**TASK INPUT:**
※

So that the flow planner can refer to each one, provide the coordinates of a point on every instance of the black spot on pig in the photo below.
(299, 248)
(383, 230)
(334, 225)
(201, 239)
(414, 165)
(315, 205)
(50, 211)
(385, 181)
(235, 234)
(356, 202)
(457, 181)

※

**EXERCISE OBJECTIVE:**
Reproduce the records above exactly as they appear.

**RESULT:**
So that the flow planner can refer to each one, provide the coordinates of a point on every instance of the black spot on pig in the photo below.
(299, 248)
(383, 230)
(334, 225)
(201, 239)
(414, 165)
(315, 205)
(50, 211)
(385, 181)
(235, 234)
(356, 202)
(457, 181)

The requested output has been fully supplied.